> What you should do:
Reproduce the listing from the line containing "the bird's wing" through the end of the listing, swapping "instance" for "occurrence" and changing nothing else.

> Listing:
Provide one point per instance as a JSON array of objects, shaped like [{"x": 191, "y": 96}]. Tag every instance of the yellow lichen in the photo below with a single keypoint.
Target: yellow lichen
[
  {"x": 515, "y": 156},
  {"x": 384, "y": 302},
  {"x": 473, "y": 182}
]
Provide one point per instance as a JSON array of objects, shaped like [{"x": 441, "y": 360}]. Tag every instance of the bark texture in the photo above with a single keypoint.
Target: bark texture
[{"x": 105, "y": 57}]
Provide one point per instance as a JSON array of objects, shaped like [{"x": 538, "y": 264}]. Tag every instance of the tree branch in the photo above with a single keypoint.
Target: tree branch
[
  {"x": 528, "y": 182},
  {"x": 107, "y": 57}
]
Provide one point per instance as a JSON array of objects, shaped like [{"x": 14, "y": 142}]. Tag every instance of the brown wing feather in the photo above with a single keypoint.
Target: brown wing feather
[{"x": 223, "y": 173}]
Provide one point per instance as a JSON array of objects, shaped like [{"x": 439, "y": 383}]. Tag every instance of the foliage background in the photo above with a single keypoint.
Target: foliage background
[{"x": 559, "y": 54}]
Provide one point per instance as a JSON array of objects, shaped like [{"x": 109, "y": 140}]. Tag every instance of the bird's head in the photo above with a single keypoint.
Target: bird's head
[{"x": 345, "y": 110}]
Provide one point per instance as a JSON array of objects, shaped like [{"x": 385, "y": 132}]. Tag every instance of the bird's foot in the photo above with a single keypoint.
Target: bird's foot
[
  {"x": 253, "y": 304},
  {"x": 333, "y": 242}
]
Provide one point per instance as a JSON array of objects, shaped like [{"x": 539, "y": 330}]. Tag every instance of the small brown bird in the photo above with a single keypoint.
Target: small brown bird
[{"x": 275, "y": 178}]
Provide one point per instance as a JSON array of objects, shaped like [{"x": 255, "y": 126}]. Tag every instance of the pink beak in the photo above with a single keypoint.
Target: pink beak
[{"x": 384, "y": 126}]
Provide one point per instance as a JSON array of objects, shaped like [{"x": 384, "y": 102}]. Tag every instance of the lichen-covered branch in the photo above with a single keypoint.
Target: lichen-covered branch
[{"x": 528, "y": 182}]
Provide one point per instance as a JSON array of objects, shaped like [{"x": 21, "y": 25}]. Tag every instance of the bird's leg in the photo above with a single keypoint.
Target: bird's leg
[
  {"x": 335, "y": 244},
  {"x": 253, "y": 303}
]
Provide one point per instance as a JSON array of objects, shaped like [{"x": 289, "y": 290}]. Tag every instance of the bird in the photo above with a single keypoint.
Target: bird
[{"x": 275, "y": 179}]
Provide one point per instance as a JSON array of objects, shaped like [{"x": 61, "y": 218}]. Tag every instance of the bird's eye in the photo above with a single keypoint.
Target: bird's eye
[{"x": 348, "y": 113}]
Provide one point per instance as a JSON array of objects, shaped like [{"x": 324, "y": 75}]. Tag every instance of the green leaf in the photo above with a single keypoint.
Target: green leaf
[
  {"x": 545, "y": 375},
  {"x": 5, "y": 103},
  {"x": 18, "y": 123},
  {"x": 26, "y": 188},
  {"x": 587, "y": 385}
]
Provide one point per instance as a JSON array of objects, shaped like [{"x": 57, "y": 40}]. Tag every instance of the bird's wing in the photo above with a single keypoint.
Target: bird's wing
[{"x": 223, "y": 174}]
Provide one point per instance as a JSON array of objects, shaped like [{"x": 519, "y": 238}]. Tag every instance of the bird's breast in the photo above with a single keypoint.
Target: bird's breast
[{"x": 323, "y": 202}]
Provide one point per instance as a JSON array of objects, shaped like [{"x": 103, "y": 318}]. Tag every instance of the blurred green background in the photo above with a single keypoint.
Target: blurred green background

> Full output:
Provide one point per occurrence as a JSON array of objects, shaped like [{"x": 57, "y": 40}]. Tag every occurrence of the bird's wing in the photo above with a single keypoint.
Target: bird's wing
[{"x": 223, "y": 174}]
Provide one point per occurrence as a JSON array of objects, shaped like [{"x": 519, "y": 238}]. Tag every occurrence of the bird's breast in the photo above with a single keypoint.
Target: bird's breast
[{"x": 323, "y": 202}]
Provide one point per occurrence as a JSON array of objects, shaped like [{"x": 103, "y": 318}]. Tag every occurrence of the blurred green background in the photo above with a single keypoint.
Target: blurred green background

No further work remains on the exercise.